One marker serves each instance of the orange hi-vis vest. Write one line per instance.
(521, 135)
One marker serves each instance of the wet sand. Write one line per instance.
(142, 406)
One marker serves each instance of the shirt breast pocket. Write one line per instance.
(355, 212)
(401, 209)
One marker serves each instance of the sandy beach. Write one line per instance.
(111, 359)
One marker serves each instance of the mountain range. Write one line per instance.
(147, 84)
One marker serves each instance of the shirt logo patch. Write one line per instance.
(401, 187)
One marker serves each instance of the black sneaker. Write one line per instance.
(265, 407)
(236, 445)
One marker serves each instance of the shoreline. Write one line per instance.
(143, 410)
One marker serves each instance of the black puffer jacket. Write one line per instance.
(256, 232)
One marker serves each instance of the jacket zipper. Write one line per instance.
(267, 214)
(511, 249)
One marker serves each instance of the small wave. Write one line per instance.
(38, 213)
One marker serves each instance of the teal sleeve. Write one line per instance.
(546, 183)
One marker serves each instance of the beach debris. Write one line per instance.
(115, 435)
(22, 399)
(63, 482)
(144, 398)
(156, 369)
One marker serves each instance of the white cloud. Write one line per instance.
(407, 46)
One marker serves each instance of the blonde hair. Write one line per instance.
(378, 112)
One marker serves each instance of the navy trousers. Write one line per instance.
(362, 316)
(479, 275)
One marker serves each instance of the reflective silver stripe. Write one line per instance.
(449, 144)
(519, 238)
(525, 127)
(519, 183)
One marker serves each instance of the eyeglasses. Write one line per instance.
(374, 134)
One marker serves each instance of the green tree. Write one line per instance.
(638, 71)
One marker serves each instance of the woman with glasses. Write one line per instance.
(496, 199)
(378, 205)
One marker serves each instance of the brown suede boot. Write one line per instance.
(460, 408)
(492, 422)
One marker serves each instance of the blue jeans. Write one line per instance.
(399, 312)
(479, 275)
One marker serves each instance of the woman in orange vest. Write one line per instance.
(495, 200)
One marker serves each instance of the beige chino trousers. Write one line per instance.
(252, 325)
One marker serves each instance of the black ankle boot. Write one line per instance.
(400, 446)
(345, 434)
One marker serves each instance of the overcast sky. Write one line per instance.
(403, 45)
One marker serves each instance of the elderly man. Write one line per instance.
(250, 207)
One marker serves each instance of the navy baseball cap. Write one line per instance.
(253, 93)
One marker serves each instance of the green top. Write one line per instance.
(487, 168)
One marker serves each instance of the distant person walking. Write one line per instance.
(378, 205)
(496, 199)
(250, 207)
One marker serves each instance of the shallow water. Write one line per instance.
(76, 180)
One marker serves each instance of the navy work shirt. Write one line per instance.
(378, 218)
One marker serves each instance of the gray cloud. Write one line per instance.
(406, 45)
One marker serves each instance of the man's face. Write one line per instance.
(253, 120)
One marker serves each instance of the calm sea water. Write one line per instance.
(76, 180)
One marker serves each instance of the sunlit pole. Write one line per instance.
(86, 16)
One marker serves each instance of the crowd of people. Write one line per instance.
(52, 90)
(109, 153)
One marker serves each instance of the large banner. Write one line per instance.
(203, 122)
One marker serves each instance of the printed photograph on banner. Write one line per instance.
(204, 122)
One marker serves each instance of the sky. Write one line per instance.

Ihre Aufgabe:
Entnehmen Sie sämtliche obigen Zeilen und geben Sie sie unverändert wieder.

Antwort:
One marker serves each instance of the orange hi-vis vest. Write one line per instance.
(521, 135)
One marker serves each instance of the wet sand. Write one line per instance.
(142, 406)
One marker serves each instance of the shirt breast pocket. Write one line per instance.
(355, 212)
(401, 209)
One marker serves each instance of the sandy beach. Write one line per instance.
(111, 359)
One marker serves each instance of the mountain range. Write one line per instance.
(147, 84)
One marker serves each instance of the shirt logo patch. Write one line per instance.
(401, 187)
One marker serves each instance of the black sneaker. Write one line per instance.
(265, 407)
(236, 445)
One marker serves each instance of the shoreline. Write one line per instance.
(143, 410)
One marker serves each instance of the black puffer jacket. Write one line per instance.
(256, 232)
One marker serves each instance of the jacket zipper. Write one line per instance.
(267, 214)
(511, 249)
One marker serves each instance of the small wave. Write one line per instance.
(38, 213)
One marker serves each instance of the teal sleeve. Write one line per instance.
(546, 183)
One marker serves each instance of the beach debris. Write one line per instance.
(115, 435)
(22, 399)
(63, 482)
(144, 398)
(156, 369)
One marker serves each instance of the white cloud. Write one line per instance.
(407, 46)
One marker serves each instance of the blonde hair. Write one line per instance.
(378, 112)
One marker serves each instance of the navy trousers. Write one line per instance.
(362, 316)
(479, 275)
One marker serves each instance of the reflective silver stripe. Write one line per instance.
(449, 144)
(519, 238)
(525, 127)
(519, 183)
One marker serves each instance of the eyeglasses. Write one line per instance.
(374, 134)
One marker serves each instance of the green tree. Write one line per instance.
(638, 71)
One marker serves each instance of the woman with glasses. Write one line per instance.
(496, 199)
(378, 205)
One marker serves each instance of the brown suede boot. Write one line per instance.
(460, 408)
(492, 422)
One marker serves each instance of the blue jeans. Write one line per instance.
(399, 312)
(479, 275)
One marker serves each instance of the woman in orange vest. Write one line per instance.
(495, 200)
One marker serves each instance of the beige chino trousers. Write one line per instance.
(252, 325)
One marker serves each instance of the black ankle boot. Write one line per instance.
(400, 446)
(345, 434)
One marker serves each instance of the overcast sky. Write one line per instance.
(403, 45)
One marker serves each instance of the elderly man. Write one line per instance.
(250, 207)
One marker serves each instance of the navy baseball cap. Write one line per instance.
(253, 93)
One marker serves each instance of the green top. Write one line per instance.
(487, 168)
One marker serves each instance of the distant person walking. Write one line per instance.
(378, 205)
(496, 199)
(250, 207)
One marker serves each instance of the shallow water. Write one line per instance.
(76, 180)
One marker serves each instance of the navy work shirt. Write one line per instance.
(378, 218)
One marker serves each instance of the gray cloud. Write one line per instance.
(406, 45)
One marker serves each instance of the man's face. Write one line per instance.
(253, 120)
One marker serves each instance of the calm sea water. Write one line per instance.
(76, 180)
One marker serves each instance of the sunlit pole. Write one line per instance.
(86, 16)
One marker serves each instance of the crowd of people. Write one line per instance.
(52, 90)
(109, 153)
One marker serves each instance of the large banner. Write one line per instance.
(203, 122)
One marker serves each instance of the printed photograph on banner. Write one line per instance.
(204, 122)
One marker serves each instance of the sky. Write one line per instance.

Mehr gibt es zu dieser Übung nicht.